- **Alıştırmanın amacı**:
Aşağıdaki listenin tüm satırlarını hiçbir değişiklik yapmadan, aynı sırayla yeniden yazın.

[Etiketli bölge verilerinden alıntılar]
---
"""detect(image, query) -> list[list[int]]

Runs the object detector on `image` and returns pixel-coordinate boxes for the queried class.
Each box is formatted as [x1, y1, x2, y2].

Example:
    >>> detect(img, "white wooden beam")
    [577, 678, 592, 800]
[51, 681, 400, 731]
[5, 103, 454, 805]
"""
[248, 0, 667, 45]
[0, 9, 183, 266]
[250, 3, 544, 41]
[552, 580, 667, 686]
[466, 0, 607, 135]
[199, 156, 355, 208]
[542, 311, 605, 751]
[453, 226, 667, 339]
---
- **Beklenen çıktı**:
"""detect(image, query) -> list[list[int]]

Runs the object detector on `image` and returns pixel-coordinate boxes for the queried class.
Each box is formatted as [x1, y1, x2, y2].

Example:
    >>> detect(img, "white wooden beam")
    [577, 678, 592, 800]
[51, 681, 400, 731]
[5, 103, 454, 805]
"""
[248, 0, 667, 45]
[0, 9, 183, 266]
[250, 3, 544, 41]
[552, 580, 667, 686]
[466, 0, 607, 135]
[199, 156, 355, 208]
[542, 311, 605, 751]
[453, 226, 667, 339]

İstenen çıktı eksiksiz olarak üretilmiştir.